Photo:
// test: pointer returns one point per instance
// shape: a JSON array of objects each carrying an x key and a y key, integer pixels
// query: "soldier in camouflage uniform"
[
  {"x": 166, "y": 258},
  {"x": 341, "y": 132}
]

* TASK: Update the data above, replacing every "soldier" with "marine" and changing nothing else.

* RESPONSE TO THE EXERCISE:
Photo:
// test: pointer returns one point per instance
// shape: a JSON array of objects each carrying an x key and a y key, integer pixels
// query: "marine in camouflage uniform"
[
  {"x": 166, "y": 258},
  {"x": 341, "y": 132}
]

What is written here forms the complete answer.